» **EXERCISE OBJECTIVE**: Look through the records below for the line holding "rough mask: <svg". Write it out exactly, with each following line through the line holding "positive clicks: (222, 1128)".

§ §

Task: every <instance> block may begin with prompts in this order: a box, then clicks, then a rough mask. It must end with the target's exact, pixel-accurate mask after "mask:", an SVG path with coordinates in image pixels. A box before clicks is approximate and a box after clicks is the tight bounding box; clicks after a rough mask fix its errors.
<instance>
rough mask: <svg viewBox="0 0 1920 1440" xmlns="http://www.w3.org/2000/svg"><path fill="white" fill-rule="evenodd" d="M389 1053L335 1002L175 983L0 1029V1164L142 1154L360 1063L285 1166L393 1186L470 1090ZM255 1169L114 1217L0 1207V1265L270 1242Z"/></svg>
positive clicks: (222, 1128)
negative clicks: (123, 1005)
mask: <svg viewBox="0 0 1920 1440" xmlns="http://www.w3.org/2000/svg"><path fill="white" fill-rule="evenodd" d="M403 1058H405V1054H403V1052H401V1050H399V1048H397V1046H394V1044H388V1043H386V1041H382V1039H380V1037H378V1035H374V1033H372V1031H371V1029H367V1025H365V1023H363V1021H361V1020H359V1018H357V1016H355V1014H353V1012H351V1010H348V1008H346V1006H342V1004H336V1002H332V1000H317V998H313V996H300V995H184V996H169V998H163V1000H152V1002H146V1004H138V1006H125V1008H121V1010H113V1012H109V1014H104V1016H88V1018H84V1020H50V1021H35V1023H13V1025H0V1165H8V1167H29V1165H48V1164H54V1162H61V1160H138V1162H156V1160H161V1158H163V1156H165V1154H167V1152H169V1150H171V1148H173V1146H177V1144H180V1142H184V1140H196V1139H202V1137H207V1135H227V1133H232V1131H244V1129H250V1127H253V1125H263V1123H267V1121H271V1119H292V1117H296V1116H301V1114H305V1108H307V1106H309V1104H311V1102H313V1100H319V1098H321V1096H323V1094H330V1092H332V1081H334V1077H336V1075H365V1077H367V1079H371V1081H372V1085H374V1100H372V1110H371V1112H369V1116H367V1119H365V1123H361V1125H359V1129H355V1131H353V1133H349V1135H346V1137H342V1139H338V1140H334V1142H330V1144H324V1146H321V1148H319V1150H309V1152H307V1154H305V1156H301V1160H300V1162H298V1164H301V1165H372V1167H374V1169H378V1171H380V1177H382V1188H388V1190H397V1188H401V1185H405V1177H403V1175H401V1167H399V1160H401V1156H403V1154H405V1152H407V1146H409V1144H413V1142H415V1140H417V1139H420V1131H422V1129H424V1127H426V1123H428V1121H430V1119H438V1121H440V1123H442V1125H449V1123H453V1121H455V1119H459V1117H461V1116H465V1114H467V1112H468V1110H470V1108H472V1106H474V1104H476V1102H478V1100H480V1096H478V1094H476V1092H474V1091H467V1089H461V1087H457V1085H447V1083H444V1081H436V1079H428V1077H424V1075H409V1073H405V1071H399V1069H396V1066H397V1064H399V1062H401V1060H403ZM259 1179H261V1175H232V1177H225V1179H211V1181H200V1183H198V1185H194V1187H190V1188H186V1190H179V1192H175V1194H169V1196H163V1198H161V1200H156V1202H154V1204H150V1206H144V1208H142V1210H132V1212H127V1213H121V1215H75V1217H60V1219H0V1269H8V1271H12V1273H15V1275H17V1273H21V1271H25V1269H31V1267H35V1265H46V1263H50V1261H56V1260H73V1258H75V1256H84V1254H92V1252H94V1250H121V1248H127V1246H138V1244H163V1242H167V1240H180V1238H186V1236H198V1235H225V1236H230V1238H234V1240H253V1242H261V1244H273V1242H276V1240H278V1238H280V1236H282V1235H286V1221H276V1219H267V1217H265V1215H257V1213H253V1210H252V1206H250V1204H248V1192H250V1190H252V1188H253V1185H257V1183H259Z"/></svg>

§ §

» **OUTPUT FOR THIS TASK**:
rough mask: <svg viewBox="0 0 1920 1440" xmlns="http://www.w3.org/2000/svg"><path fill="white" fill-rule="evenodd" d="M389 1053L335 1002L175 983L0 1029V1164L142 1154L360 1063L285 1166L393 1186L470 1090ZM255 1169L114 1217L0 1207V1265L270 1242Z"/></svg>
positive clicks: (222, 1128)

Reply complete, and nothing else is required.